• _WHAT YOU HAVE TO DO_
Among the lines below, tally those that hold "before". Return the number and nothing more.
** GIVEN INFORMATION follows **
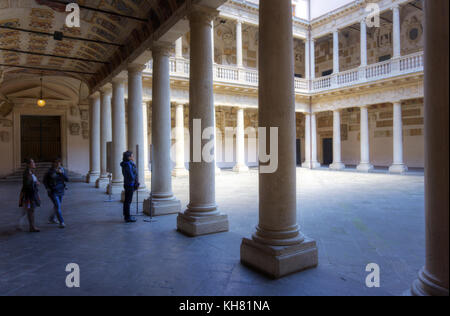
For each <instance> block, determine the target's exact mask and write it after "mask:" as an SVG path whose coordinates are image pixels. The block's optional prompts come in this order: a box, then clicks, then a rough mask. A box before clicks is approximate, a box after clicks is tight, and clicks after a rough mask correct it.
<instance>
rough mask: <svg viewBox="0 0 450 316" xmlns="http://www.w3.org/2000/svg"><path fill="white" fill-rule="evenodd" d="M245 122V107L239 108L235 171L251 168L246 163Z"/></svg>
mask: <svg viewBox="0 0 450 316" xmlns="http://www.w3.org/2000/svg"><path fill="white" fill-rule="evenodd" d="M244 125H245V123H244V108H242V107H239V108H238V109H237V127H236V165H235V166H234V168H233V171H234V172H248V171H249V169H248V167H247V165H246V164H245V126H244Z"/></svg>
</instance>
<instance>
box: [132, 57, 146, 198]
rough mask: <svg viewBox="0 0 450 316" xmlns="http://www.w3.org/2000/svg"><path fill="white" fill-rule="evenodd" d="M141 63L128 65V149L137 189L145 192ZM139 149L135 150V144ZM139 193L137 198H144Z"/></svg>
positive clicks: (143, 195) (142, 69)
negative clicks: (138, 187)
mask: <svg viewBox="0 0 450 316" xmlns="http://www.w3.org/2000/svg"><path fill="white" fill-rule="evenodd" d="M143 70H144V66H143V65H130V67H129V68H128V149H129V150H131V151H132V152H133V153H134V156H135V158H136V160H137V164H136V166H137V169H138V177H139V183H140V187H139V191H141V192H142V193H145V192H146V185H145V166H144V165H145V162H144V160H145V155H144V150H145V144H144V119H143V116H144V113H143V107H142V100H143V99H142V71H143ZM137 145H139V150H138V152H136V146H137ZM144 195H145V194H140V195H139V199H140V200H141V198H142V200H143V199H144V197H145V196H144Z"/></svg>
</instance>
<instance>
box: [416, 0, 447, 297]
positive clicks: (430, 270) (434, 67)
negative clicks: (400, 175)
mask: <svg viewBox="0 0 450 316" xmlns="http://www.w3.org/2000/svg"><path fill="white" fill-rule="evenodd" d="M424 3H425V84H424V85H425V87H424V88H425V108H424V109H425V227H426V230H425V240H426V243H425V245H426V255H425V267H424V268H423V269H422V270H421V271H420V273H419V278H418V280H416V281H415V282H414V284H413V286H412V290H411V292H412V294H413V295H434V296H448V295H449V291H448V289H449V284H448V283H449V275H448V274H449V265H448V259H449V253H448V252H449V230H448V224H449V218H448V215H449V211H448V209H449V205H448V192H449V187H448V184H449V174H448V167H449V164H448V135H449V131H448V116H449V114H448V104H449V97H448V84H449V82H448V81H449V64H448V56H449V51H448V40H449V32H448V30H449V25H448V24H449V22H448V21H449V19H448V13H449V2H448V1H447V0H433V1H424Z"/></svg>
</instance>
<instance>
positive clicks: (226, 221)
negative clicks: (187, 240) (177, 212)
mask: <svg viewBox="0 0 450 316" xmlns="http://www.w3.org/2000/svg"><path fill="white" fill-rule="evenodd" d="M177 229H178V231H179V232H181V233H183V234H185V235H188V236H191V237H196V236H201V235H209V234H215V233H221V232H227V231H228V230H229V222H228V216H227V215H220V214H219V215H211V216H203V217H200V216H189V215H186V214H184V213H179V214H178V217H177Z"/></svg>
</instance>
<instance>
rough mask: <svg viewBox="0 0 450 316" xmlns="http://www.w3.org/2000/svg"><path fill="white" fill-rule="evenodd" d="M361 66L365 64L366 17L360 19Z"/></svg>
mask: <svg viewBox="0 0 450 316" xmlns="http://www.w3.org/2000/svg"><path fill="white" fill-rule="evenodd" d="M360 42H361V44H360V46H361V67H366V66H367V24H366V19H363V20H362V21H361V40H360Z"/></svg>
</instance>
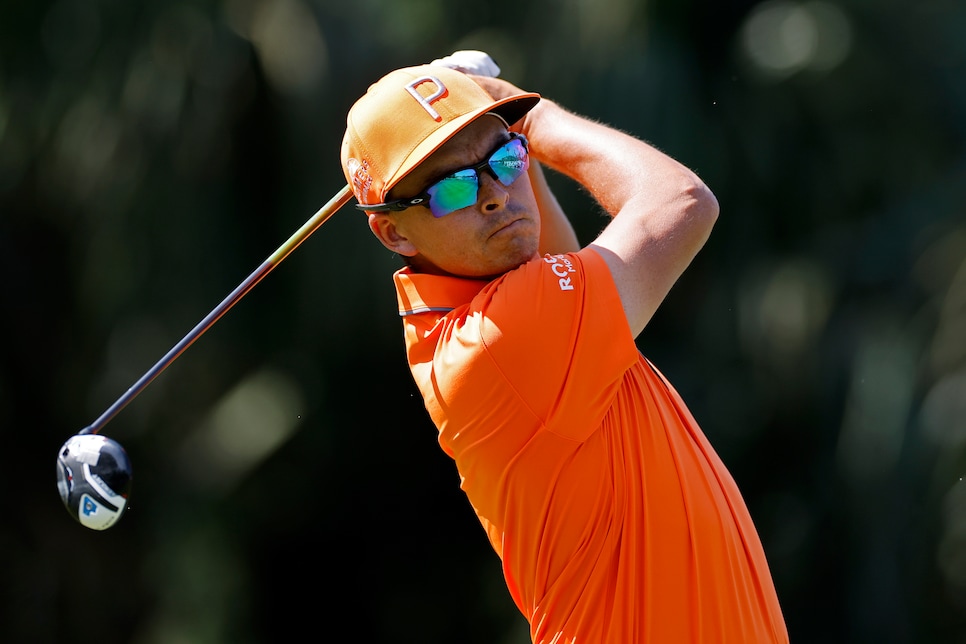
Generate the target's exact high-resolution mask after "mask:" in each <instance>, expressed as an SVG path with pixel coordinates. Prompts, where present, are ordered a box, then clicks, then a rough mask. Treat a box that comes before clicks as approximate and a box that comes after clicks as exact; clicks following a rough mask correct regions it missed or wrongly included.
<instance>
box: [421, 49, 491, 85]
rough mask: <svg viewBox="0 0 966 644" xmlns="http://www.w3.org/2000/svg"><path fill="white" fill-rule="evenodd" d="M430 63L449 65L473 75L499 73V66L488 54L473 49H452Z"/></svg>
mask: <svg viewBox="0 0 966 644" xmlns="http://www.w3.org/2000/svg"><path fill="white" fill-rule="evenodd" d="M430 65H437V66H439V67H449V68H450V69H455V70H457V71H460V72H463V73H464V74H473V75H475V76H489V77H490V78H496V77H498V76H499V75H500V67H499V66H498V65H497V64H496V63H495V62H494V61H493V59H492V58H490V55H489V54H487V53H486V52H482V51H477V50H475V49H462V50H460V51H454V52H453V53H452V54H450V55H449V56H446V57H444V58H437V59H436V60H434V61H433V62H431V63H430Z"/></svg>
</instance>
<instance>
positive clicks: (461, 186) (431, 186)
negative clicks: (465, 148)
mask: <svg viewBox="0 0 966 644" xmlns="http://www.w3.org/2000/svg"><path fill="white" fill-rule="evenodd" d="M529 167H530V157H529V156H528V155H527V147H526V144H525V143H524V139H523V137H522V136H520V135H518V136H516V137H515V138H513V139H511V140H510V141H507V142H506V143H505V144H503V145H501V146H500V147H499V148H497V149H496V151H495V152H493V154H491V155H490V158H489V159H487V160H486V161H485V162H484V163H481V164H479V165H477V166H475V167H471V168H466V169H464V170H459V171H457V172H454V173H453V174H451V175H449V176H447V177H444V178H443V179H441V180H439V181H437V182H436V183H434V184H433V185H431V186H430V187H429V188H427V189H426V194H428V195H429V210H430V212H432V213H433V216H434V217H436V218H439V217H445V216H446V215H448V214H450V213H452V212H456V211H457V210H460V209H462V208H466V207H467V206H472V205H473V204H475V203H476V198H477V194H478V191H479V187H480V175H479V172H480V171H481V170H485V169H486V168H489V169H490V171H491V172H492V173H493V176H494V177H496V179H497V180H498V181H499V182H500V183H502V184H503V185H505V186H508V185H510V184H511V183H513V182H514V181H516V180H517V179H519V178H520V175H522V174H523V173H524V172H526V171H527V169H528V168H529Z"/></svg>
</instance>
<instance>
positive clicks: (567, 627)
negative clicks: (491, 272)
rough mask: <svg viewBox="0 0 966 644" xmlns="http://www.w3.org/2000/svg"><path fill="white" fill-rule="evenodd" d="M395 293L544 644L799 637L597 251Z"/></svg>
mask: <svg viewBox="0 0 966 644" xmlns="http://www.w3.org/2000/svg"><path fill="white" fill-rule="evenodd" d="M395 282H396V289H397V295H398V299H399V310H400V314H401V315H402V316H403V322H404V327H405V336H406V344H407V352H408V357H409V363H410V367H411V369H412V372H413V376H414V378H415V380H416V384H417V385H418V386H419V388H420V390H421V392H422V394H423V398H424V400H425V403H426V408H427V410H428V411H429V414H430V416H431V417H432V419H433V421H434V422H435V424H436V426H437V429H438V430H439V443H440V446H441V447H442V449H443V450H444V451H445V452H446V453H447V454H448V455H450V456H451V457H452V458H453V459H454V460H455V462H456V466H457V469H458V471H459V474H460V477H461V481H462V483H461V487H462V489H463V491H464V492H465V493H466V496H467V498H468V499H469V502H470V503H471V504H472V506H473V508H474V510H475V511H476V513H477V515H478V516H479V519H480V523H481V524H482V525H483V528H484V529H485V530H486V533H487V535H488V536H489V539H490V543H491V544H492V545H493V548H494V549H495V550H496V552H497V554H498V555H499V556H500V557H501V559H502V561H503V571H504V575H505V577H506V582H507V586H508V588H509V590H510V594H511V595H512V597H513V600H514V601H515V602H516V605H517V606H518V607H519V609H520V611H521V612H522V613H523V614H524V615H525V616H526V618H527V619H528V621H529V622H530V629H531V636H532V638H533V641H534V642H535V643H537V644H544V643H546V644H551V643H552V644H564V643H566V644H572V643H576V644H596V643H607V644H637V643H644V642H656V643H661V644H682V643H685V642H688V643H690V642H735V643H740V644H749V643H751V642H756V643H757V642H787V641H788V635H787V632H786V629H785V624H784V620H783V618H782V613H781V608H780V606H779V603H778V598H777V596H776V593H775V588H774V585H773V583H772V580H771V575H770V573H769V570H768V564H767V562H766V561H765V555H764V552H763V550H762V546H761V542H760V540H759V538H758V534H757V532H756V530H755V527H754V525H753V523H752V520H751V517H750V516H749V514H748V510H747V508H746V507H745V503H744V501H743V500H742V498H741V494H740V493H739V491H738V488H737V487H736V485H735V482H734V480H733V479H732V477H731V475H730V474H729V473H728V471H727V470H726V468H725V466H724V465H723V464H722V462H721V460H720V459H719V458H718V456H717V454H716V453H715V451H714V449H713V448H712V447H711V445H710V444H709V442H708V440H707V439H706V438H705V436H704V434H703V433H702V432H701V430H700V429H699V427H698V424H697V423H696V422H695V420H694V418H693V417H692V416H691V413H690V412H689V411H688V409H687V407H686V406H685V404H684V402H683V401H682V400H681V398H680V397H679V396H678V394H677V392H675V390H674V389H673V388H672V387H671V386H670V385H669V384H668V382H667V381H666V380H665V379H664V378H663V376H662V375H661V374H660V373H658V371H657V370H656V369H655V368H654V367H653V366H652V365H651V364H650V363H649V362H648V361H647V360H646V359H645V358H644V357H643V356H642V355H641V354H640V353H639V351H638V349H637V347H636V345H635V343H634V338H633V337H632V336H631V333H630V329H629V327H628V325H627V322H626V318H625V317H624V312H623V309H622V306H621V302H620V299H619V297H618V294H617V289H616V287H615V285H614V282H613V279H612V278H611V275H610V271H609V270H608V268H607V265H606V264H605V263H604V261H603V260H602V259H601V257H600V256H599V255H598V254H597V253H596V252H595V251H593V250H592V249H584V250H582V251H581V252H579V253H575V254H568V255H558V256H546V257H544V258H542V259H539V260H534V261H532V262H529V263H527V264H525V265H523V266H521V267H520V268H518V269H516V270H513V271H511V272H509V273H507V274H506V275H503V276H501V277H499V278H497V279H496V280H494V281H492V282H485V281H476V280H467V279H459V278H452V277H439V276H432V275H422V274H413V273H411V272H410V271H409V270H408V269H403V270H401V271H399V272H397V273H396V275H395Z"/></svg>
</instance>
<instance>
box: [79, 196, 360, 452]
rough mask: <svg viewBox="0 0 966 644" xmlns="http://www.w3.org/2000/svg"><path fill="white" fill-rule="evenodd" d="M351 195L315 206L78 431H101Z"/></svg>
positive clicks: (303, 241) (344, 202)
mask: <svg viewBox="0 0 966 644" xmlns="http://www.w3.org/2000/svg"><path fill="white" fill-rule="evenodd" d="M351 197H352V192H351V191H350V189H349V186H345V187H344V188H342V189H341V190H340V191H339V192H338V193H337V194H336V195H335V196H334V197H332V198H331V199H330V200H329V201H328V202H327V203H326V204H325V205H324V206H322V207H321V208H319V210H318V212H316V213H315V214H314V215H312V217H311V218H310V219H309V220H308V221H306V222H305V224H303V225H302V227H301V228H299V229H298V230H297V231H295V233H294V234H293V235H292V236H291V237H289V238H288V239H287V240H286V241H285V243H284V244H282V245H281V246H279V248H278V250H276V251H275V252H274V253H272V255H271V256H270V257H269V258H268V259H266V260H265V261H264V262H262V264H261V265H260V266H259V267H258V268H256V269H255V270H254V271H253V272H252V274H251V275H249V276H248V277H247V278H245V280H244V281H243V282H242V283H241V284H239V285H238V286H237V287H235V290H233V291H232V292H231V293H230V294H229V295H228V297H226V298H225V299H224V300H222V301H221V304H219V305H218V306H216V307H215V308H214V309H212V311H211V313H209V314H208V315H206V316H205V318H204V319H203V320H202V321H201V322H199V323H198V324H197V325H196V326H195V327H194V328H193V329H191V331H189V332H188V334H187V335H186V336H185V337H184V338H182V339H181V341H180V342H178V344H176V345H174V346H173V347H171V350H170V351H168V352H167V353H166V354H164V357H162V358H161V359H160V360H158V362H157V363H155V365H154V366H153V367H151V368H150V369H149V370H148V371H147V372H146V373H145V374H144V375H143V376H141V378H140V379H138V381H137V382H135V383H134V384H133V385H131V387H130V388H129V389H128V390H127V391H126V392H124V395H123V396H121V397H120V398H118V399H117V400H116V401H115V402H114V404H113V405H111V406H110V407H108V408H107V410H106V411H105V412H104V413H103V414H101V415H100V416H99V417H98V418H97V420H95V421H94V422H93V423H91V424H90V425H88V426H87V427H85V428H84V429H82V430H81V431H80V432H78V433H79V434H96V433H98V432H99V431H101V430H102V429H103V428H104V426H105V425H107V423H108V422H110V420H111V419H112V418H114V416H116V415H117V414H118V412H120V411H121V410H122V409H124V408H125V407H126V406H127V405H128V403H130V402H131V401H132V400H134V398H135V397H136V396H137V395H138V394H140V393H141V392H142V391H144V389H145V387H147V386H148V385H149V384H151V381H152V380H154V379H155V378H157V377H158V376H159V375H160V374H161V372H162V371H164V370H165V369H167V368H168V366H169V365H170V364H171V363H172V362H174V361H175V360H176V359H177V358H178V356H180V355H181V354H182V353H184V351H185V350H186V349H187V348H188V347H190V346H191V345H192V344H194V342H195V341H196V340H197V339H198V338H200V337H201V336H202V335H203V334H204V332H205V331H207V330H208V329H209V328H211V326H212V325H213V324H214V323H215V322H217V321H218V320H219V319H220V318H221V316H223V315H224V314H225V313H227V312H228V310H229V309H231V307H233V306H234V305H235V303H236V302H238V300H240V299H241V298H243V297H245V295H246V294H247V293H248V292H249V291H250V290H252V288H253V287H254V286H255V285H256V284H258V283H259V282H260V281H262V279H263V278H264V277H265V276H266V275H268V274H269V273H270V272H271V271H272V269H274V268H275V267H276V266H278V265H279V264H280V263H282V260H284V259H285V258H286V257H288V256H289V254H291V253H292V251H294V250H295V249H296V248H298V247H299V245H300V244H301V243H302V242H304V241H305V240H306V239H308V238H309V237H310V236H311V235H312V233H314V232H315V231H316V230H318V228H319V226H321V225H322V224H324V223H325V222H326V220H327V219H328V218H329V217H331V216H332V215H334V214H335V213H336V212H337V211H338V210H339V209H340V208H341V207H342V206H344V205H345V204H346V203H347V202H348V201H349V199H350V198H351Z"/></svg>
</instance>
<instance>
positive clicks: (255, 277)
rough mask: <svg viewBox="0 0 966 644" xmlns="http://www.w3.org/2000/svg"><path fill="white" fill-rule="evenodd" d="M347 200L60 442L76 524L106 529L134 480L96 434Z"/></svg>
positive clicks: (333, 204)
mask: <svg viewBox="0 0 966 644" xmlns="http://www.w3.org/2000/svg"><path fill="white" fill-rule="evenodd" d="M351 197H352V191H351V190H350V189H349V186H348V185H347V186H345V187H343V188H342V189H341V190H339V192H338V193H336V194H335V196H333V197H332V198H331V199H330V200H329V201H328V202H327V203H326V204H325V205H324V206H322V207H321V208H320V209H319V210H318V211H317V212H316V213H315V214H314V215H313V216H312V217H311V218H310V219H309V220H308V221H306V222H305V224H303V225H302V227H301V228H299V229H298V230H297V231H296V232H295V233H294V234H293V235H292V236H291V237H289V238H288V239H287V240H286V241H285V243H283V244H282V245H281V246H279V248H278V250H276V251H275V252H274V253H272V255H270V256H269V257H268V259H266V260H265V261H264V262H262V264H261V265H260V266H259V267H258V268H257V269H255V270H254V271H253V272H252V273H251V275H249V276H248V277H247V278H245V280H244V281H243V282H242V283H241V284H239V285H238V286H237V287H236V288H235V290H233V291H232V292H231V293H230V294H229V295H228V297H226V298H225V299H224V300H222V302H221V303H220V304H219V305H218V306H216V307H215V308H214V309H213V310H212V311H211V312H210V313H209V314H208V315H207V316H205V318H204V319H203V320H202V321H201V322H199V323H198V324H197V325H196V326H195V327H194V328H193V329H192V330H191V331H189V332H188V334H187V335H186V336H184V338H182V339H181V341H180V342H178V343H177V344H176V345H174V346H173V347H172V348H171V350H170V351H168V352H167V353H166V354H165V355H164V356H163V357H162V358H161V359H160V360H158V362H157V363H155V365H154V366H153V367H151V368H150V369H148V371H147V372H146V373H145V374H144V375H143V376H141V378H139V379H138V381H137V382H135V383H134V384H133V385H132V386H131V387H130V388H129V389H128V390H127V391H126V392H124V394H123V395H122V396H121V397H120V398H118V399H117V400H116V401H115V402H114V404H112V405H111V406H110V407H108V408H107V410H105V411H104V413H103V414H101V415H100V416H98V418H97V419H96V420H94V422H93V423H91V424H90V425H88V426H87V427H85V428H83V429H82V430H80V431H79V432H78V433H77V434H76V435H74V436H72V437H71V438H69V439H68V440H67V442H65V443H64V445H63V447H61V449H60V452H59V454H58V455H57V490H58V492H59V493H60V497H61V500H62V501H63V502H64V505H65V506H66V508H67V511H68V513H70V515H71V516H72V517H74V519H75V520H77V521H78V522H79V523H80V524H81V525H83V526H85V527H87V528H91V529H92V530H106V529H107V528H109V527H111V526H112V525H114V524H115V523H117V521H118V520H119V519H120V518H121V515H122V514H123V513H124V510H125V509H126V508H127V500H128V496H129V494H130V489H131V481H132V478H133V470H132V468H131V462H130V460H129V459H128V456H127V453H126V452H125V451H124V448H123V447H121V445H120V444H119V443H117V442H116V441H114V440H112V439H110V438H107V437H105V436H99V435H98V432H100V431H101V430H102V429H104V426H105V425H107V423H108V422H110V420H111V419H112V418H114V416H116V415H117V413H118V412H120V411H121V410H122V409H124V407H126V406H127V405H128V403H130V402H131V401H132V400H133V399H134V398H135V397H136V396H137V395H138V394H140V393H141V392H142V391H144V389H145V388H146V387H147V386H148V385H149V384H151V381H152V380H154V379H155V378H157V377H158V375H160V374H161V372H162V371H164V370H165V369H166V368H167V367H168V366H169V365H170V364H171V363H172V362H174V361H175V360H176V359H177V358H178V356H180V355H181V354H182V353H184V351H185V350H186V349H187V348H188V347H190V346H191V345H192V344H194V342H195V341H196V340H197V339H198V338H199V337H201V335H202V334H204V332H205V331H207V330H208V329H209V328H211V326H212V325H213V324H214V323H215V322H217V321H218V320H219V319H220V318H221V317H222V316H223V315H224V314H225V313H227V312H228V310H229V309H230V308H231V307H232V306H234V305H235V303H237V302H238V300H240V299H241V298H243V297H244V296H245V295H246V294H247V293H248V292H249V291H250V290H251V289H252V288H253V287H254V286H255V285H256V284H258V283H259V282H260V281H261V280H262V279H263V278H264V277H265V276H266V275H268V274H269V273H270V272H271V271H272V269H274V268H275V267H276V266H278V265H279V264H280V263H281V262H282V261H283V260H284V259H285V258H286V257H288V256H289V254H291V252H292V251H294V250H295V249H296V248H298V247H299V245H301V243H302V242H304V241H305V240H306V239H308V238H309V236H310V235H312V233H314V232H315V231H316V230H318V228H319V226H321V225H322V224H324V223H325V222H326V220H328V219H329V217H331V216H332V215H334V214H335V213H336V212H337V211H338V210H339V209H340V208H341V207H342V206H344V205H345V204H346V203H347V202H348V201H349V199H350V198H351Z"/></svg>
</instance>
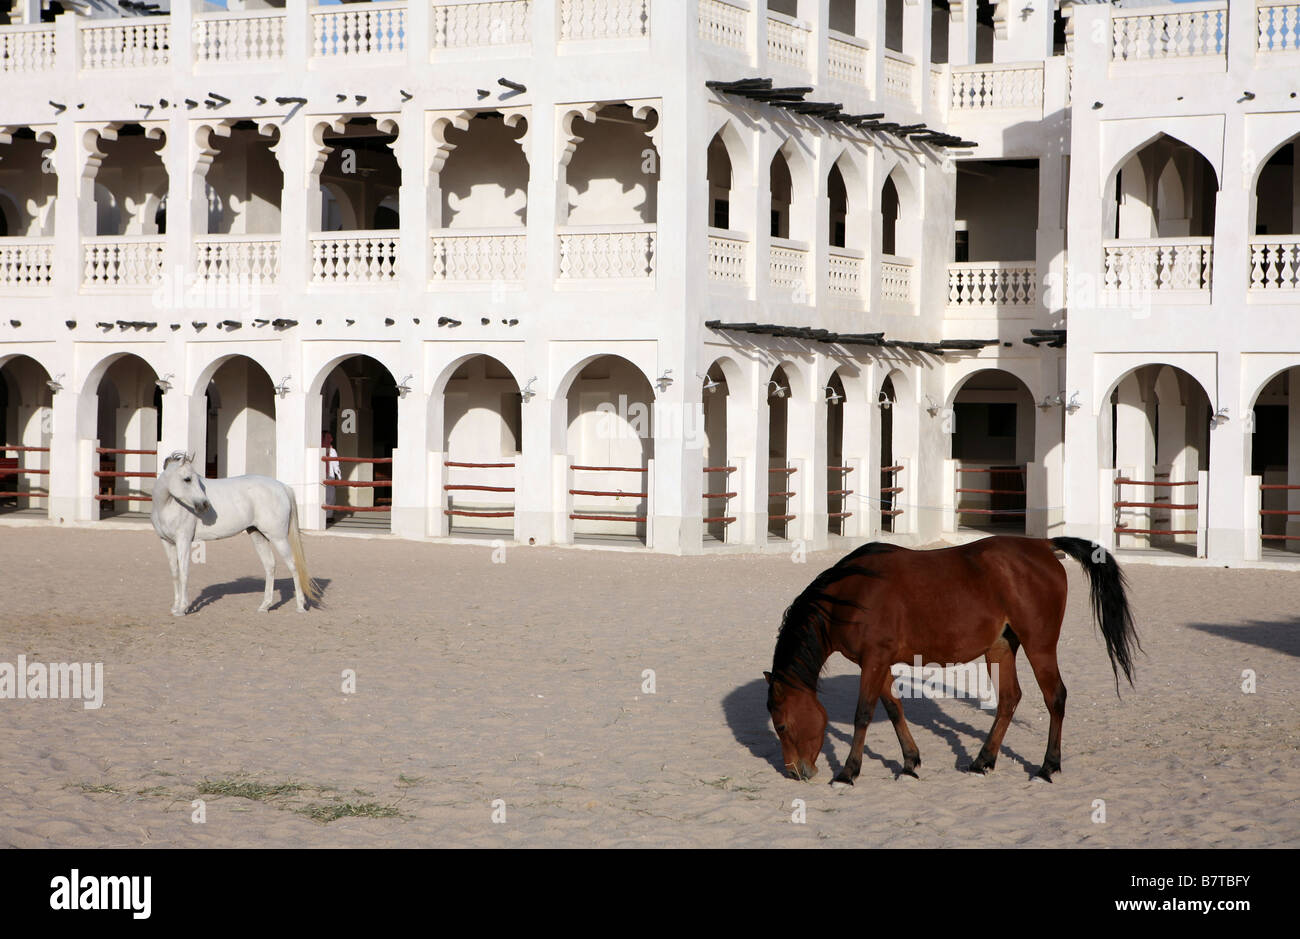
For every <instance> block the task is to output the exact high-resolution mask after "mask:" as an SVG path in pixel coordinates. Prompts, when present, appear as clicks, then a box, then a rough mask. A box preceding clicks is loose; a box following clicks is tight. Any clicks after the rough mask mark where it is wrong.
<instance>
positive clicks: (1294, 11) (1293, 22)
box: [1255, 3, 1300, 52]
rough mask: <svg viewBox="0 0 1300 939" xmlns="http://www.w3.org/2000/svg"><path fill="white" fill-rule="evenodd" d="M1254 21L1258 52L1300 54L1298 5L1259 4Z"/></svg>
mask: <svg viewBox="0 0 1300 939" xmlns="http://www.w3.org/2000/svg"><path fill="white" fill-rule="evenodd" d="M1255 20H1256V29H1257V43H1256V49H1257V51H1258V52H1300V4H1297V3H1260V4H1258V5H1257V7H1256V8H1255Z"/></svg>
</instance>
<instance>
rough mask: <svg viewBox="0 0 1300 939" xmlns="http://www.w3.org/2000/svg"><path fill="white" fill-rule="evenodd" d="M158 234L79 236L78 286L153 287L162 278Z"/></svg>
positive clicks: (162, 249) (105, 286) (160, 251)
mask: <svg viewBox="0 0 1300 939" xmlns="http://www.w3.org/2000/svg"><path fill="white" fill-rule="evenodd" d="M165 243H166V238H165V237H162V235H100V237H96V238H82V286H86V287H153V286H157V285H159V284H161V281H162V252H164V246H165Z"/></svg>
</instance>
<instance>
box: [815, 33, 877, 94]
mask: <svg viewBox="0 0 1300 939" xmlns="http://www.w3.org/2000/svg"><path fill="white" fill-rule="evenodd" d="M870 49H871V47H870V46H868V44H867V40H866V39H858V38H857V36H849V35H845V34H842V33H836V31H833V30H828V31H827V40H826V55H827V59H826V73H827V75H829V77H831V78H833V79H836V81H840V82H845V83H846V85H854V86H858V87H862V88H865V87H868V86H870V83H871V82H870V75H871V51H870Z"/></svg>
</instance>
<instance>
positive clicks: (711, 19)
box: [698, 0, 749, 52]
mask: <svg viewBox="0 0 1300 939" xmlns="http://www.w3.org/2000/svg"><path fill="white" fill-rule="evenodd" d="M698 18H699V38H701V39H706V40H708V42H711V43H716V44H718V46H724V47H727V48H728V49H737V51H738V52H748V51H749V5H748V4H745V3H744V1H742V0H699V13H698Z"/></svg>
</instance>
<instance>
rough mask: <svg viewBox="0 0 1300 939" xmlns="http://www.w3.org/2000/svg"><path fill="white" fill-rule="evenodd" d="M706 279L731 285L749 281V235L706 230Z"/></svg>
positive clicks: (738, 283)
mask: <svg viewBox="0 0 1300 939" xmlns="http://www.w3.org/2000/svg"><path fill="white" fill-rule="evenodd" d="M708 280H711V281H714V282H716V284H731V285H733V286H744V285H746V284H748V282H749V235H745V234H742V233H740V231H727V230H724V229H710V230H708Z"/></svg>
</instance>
** End of GIVEN INFORMATION **
• _FINISHED EXERCISE_
2